=== Article ===

As night started to fall we explored the neighbourhood a little more, noting the long queues outside the pâtisseries on rue des Martyrs, and more worryingly, how many bars and cafés were either closed or starting to close up. Café M on Place Kossuth was still open, so we ventured in for an apéritif or two and Nick picked up a new French phrase: un baron for a 50cl draught beer (we’re talking English style apéritifs here). Night fell, and so did the rain, and crowding in came those external-yet-internalised pressures to have a Fantastic Time, an Amazing New Year. Je ne suis pas stressée, I repeated to myself. On our way back to the hotel for a sensible rest we bought some sensible baguette and sliced cheese in a supermarché, and ate our improvised sandwich au fromage watching Sir Simon Rattle conduct the Berliner Philharmoniker on the ARTE channel. Thus calmed and refreshed, we headed out again. The rain had ceased. The streets were quiet. We walked as far as the Canal Saint-Martin, which when we visited in July had been buzzing and packed. Now the quais were deserted. The bars we’d frequented shut. Atmospheric, but perhaps a little eerie for even a low-key new year. We tracked back into the 9th. Where were the bobos? All partying at home, it seemed. Up the happening rue des Martyrs, which was not happening on Saint-Sylvestre. At last we came across a bistro that was open, neither empty nor rammed, and whose friendly staff were not phased by two parched vegetarians pitching up at a quarter to eleven. Merci, Auberge du Clou. We shared a chicory, walnut and blue cheese salad and the dessert cheese plate, washed down with un baron for Nick and une coupe de champagne for me. I made no resolutions but we discussed the year ahead, what we have to look forward to, what to focus on, steps we can take to stay fit and healthy (touch wood), and how to reduce stress levels and sleep better, which probably means doing less, going out less (a hard goal in London). As midnight quietly crept up, the barman furnished us with deux coupes de champagne. We heard some cheers from customers upstairs, a few toots and horn blasts outside, and the waiters and le patron wished us bonne année. Cheers, Paris, and bienvenue à 2014.

=== Information given ===

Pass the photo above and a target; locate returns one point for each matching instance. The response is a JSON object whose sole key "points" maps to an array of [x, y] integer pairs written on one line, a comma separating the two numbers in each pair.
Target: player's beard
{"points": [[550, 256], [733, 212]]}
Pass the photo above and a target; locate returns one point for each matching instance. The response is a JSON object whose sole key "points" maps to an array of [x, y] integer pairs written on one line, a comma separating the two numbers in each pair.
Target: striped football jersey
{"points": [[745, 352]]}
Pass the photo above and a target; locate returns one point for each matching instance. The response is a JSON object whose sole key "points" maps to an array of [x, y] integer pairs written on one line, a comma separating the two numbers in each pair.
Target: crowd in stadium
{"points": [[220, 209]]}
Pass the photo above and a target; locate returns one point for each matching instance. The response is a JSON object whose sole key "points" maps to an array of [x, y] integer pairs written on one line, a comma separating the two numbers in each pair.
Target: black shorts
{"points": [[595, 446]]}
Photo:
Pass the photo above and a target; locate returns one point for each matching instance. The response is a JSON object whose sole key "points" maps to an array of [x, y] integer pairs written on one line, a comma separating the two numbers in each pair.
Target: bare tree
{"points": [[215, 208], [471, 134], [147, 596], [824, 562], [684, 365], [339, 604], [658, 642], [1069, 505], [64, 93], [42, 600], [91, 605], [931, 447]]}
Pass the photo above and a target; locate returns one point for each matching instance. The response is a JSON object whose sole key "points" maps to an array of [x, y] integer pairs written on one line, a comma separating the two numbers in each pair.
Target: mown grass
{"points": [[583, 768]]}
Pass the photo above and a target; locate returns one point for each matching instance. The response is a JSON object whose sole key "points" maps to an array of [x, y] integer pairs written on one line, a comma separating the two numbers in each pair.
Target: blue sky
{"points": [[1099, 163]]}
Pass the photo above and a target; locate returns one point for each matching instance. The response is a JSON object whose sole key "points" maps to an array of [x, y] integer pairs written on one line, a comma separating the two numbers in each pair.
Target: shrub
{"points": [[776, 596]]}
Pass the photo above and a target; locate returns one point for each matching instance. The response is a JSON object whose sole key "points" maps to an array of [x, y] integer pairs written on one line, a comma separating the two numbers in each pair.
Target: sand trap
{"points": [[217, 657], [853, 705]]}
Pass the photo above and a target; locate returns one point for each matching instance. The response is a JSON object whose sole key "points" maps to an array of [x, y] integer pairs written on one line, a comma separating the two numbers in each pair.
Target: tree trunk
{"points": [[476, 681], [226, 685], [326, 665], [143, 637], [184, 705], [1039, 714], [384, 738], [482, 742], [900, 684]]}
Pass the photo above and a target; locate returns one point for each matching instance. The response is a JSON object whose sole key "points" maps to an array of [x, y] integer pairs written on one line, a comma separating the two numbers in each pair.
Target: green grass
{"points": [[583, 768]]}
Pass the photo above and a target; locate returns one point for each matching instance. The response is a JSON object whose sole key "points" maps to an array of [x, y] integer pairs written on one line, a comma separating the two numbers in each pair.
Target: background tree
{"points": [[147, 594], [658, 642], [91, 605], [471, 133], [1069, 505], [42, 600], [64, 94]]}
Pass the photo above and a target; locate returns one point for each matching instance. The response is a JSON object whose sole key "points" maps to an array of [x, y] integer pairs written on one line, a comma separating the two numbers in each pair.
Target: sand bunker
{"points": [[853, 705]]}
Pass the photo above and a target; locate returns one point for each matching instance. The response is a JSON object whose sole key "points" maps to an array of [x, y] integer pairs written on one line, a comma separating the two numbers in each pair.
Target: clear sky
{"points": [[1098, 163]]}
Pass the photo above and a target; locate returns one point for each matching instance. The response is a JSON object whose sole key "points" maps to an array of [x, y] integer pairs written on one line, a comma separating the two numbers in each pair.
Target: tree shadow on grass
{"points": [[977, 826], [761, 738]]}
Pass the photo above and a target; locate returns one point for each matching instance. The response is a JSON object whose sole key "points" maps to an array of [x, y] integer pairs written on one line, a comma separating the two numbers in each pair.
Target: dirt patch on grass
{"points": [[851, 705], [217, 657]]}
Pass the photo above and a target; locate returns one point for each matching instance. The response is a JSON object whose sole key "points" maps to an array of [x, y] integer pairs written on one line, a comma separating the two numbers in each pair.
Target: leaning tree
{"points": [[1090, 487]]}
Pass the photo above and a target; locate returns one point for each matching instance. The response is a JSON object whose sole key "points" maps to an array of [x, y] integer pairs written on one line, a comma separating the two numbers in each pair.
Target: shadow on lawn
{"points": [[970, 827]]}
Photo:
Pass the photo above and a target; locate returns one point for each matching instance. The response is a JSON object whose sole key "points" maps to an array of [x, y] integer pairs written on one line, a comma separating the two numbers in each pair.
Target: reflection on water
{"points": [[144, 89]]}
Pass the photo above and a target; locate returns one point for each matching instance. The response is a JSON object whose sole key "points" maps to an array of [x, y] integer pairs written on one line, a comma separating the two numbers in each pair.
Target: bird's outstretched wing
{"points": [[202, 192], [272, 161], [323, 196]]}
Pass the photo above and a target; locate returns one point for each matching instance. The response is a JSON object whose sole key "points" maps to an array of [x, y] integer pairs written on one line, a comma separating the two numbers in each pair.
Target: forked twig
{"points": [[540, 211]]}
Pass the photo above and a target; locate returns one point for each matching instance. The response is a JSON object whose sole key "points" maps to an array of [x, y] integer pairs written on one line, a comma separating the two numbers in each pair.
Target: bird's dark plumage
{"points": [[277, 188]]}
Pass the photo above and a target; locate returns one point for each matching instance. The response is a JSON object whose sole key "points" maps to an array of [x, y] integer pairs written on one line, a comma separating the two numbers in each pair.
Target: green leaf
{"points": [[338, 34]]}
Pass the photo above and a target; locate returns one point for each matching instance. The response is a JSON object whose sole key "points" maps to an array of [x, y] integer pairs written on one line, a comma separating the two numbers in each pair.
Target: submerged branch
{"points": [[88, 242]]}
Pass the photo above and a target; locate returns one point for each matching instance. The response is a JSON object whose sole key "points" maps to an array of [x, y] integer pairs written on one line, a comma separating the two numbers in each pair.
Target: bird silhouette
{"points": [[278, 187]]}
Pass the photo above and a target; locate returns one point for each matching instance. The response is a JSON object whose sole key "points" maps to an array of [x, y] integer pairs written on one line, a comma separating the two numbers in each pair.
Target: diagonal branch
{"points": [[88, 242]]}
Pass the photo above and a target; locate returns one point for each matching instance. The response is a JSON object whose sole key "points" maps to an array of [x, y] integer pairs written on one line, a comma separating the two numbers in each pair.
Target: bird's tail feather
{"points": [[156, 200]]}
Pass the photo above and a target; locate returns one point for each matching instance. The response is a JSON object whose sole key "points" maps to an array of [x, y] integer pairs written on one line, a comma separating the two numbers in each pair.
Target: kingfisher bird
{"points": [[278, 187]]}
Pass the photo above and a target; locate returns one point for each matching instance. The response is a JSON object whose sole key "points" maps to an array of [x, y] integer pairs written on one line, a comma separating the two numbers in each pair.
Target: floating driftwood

===

> Task to carry out
Name every street, square, and canal mentioned in the piece about New Year's Eve in Paris. These collection entries come from a separate source, not from the Paris New Year's Eve piece.

> Task answer
- rue des Martyrs
- Place Kossuth
- Canal Saint-Martin